*TASK BRIEF*
Copy out the lines of the data below word for word, beginning at the line that contains "<item>floor air vent</item>?" and continuing through the end of the data.

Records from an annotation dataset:
----
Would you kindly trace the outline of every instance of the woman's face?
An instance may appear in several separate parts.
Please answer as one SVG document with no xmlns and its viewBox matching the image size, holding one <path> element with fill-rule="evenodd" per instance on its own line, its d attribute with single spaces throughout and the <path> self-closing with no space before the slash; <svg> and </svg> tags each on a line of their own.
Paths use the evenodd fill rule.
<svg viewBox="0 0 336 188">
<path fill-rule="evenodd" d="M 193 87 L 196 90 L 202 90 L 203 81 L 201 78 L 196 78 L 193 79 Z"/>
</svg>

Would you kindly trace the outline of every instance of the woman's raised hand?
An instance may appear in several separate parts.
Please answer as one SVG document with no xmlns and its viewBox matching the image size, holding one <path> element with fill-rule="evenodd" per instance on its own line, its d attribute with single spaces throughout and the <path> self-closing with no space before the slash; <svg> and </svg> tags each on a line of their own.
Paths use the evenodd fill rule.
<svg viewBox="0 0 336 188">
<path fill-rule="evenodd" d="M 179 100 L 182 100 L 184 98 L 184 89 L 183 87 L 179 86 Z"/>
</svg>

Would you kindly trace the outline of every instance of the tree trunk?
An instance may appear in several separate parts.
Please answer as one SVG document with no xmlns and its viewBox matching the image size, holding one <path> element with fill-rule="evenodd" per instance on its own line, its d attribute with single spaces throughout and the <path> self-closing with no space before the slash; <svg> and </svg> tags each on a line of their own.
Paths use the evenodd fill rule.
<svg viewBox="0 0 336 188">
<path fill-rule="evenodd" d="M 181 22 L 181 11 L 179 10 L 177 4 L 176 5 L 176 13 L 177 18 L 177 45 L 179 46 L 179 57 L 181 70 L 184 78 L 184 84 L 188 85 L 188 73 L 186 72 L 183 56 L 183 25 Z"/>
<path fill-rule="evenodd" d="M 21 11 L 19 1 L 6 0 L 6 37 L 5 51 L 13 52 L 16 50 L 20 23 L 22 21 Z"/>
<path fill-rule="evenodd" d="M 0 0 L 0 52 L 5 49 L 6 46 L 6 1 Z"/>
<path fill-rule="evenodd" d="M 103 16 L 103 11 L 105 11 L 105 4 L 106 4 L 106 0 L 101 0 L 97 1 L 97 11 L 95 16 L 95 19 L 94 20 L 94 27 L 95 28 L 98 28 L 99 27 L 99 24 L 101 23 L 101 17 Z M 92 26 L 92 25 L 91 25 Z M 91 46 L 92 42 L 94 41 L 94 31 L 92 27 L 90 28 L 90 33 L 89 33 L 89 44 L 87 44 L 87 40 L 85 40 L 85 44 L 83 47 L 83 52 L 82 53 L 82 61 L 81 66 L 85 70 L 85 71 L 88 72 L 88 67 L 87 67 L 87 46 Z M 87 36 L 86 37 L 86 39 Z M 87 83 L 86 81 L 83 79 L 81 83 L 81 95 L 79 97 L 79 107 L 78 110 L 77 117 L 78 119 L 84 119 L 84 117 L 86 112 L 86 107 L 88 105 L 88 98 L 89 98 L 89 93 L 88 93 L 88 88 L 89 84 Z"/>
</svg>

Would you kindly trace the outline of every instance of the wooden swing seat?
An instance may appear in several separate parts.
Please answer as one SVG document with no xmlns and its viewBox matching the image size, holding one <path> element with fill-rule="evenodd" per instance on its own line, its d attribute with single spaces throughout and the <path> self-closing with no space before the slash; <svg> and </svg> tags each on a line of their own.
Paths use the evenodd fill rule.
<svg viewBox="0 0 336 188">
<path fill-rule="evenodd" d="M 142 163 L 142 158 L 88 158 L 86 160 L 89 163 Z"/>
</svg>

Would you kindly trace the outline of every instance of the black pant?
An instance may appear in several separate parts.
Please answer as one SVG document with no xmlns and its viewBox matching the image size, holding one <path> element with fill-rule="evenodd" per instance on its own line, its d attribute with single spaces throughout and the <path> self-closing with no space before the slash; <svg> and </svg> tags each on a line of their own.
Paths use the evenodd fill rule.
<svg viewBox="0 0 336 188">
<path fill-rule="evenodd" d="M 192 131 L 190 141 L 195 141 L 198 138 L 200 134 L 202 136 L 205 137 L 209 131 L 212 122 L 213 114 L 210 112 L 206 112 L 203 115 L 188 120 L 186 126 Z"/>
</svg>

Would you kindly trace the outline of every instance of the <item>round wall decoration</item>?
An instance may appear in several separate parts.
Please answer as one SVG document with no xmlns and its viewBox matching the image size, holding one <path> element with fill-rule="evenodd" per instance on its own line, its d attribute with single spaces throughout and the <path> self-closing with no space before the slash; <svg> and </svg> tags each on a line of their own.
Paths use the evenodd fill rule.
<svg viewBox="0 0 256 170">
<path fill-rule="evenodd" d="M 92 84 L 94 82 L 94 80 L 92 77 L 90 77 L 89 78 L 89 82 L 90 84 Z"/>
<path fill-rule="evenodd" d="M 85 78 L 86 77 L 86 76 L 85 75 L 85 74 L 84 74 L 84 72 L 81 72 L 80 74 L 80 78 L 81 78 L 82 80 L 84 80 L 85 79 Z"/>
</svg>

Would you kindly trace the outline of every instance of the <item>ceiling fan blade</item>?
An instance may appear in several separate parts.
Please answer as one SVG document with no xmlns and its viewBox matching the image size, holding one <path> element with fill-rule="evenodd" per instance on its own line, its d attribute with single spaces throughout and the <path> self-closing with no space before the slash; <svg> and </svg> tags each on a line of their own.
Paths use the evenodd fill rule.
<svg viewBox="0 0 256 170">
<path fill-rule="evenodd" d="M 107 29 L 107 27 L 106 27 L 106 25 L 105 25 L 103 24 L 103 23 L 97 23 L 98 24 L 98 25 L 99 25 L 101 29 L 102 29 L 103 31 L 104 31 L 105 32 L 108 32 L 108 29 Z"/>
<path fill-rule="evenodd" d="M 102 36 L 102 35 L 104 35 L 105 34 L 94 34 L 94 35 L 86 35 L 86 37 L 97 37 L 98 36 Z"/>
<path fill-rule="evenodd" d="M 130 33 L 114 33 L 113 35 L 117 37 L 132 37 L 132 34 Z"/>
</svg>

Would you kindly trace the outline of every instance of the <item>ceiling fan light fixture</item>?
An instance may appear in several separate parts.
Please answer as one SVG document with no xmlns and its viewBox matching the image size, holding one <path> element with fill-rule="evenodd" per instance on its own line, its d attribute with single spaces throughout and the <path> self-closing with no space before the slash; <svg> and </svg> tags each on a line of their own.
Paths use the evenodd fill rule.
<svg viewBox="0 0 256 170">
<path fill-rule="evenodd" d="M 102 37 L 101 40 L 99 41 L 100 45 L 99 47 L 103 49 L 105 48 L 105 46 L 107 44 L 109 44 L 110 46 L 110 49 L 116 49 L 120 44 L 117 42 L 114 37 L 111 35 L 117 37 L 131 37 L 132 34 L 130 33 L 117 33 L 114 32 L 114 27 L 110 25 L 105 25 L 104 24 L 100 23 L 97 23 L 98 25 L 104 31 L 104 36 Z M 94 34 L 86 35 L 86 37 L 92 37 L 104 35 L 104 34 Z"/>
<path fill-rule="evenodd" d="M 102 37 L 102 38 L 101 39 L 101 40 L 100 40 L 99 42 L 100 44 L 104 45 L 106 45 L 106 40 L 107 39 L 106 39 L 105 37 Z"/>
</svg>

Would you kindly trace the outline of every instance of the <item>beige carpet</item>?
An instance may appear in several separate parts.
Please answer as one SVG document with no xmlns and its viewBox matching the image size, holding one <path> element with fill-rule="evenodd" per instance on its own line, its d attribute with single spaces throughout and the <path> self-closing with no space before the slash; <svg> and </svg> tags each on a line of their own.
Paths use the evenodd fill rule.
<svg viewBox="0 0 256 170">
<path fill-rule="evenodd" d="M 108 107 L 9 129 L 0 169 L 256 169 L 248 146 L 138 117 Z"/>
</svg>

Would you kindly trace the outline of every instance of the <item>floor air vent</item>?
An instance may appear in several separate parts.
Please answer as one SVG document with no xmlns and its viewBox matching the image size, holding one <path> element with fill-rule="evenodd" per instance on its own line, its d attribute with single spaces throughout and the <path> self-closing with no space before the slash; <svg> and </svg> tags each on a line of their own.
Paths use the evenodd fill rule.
----
*CORRECT RESPONSE*
Would you kindly trace the outline of every instance of the <item>floor air vent</item>?
An instance may appear in several separate parts.
Please answer as one SVG document with no xmlns and its viewBox matching the image size, holding one <path> element with fill-rule="evenodd" per instance on its own line, its d attribute with single spaces throughout and the <path> self-closing with no space before the slash; <svg> and </svg> tags each on a line of their own.
Paths use the evenodd fill rule.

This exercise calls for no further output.